TO DO -
The lines to copy run from the one containing "Ground man in" to the end of the records below; repeat them exactly and include nothing else.

ENTRIES SUPPLIED -
________________________________________
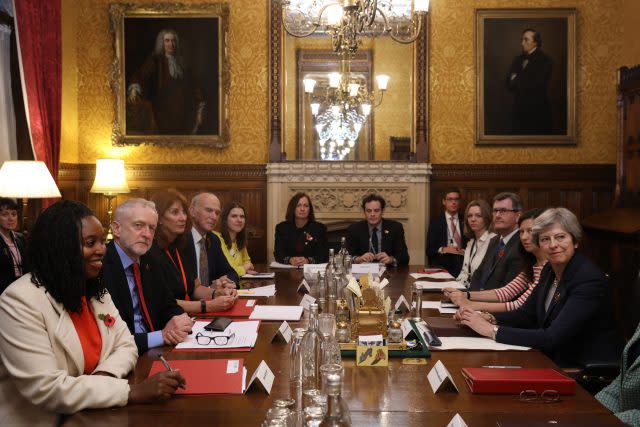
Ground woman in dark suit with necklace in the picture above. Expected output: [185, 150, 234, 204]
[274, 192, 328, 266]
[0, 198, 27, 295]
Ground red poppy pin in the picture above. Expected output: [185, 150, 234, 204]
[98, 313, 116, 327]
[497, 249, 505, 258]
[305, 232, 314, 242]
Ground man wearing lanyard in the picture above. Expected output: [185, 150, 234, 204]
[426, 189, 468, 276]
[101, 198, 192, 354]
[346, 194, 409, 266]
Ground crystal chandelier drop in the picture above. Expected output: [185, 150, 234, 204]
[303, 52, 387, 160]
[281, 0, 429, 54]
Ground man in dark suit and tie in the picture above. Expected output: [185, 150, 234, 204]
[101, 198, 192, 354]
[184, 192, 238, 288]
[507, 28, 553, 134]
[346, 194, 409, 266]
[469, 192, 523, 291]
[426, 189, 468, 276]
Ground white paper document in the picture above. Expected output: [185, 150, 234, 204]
________________________________________
EXERCISE SOLUTION -
Ground man in dark suit and tie in the picture above. Expected output: [185, 150, 234, 204]
[101, 198, 192, 354]
[184, 192, 238, 288]
[507, 28, 553, 134]
[346, 194, 409, 266]
[469, 192, 523, 291]
[426, 189, 468, 276]
Ground white paper document in the picture above. Expected output: [185, 150, 234, 204]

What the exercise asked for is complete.